*** Information shown ***
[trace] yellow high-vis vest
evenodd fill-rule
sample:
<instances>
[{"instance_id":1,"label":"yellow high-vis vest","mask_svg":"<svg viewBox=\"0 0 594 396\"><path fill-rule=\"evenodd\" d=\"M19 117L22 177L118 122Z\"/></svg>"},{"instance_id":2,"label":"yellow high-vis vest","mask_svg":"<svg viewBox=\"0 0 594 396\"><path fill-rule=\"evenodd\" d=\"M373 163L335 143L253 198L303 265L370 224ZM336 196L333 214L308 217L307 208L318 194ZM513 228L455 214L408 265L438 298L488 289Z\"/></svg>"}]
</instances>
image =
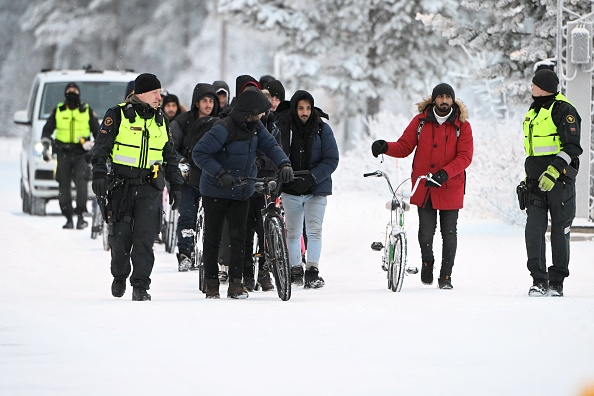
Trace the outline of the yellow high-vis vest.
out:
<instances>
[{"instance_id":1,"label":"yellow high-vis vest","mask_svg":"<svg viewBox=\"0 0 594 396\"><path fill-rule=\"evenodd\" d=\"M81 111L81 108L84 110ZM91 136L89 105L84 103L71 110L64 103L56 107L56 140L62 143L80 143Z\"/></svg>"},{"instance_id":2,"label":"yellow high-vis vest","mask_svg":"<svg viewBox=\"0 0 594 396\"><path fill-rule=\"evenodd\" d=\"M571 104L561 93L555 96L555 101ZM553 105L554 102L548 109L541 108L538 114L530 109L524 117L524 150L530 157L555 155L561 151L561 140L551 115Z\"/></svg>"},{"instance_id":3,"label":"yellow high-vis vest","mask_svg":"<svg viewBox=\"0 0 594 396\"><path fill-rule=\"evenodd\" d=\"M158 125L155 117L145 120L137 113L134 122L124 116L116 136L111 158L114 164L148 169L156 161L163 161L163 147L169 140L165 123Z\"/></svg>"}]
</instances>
*** End of Information shown ***
*** Information shown ***
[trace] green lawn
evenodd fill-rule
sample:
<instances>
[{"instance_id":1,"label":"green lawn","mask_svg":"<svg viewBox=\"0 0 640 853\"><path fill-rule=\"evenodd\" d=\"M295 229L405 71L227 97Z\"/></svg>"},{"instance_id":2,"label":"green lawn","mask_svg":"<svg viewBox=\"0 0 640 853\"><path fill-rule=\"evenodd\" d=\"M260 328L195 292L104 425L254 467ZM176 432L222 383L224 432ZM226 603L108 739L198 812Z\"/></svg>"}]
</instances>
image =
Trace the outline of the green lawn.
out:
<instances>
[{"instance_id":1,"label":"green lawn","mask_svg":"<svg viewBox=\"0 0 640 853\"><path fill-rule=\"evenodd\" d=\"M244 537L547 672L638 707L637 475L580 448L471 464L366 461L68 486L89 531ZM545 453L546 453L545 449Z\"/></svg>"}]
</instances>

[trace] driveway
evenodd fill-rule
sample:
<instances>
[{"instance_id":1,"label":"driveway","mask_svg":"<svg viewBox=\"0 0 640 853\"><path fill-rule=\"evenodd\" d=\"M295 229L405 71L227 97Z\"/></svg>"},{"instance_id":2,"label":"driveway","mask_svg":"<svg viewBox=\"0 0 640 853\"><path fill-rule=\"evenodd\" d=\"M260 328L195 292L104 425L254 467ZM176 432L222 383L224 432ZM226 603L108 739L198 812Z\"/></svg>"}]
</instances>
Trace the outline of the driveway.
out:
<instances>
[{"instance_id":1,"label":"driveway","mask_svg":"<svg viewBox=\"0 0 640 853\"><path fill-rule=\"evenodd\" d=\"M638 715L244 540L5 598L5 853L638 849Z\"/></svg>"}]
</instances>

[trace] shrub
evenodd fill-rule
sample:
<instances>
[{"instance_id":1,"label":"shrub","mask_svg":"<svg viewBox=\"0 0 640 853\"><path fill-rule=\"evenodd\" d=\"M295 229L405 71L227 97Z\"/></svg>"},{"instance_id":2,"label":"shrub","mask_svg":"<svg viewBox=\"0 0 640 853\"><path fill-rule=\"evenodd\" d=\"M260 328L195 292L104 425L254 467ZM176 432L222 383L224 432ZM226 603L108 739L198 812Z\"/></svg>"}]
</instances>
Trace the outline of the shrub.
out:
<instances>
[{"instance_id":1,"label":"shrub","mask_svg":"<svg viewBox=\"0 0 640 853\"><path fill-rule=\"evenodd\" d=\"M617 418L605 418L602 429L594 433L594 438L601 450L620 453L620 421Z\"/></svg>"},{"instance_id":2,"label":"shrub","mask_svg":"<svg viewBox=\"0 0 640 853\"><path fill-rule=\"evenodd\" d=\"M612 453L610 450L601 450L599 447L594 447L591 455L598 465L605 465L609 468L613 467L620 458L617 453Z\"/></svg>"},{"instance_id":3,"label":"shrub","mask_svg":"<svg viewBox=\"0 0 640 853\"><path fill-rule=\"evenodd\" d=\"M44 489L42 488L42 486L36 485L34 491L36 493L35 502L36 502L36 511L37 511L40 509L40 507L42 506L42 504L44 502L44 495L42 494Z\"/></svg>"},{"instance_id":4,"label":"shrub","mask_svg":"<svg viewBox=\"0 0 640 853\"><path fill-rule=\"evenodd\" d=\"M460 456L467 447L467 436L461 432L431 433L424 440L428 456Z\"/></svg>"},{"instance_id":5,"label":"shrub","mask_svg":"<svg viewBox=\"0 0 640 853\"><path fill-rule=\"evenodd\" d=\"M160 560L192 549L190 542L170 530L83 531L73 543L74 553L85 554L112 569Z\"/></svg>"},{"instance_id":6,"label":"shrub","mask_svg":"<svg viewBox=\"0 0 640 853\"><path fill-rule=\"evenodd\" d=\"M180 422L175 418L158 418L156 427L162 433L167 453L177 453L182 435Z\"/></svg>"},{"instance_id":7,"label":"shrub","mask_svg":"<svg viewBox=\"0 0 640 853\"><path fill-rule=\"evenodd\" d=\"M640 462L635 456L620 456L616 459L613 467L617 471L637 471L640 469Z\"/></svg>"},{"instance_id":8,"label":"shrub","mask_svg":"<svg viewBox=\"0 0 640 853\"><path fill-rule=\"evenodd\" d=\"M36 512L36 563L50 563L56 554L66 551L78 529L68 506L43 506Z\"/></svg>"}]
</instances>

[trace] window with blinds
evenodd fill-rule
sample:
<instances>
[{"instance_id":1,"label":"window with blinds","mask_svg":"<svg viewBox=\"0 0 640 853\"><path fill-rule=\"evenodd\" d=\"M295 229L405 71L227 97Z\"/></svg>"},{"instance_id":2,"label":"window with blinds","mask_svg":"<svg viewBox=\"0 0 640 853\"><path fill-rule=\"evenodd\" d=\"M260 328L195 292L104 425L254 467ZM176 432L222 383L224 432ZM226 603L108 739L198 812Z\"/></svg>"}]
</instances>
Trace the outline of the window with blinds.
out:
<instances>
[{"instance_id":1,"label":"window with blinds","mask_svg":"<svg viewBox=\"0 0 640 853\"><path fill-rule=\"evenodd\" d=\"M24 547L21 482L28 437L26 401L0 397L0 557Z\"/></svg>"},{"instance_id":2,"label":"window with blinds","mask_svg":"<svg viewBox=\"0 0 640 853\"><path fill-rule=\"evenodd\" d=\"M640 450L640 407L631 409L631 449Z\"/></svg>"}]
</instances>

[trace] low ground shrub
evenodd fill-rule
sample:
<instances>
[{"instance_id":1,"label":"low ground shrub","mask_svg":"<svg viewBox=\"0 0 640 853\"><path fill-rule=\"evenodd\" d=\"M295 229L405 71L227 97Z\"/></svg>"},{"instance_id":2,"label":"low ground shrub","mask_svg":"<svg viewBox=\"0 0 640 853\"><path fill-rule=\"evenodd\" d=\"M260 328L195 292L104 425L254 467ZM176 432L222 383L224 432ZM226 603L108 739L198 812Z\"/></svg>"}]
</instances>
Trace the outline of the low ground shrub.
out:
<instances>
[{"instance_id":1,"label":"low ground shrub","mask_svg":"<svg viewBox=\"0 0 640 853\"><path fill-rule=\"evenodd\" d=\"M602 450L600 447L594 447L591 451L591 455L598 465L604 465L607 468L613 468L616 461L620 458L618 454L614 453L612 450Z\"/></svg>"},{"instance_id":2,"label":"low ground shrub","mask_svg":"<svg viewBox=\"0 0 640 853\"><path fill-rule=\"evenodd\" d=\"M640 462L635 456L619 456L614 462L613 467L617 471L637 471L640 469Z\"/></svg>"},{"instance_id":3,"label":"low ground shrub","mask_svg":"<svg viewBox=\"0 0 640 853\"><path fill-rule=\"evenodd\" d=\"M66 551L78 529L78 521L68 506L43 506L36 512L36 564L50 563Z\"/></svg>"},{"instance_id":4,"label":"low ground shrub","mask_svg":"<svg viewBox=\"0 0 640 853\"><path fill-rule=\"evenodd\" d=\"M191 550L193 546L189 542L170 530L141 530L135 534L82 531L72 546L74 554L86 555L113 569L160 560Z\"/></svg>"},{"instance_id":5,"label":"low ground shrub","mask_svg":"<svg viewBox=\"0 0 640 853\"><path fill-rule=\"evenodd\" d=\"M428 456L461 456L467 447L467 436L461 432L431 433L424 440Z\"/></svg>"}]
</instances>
*** End of Information shown ***
Your reply must consist solely of the number of lines in the data that contain the word "outline".

• _Written response_: 6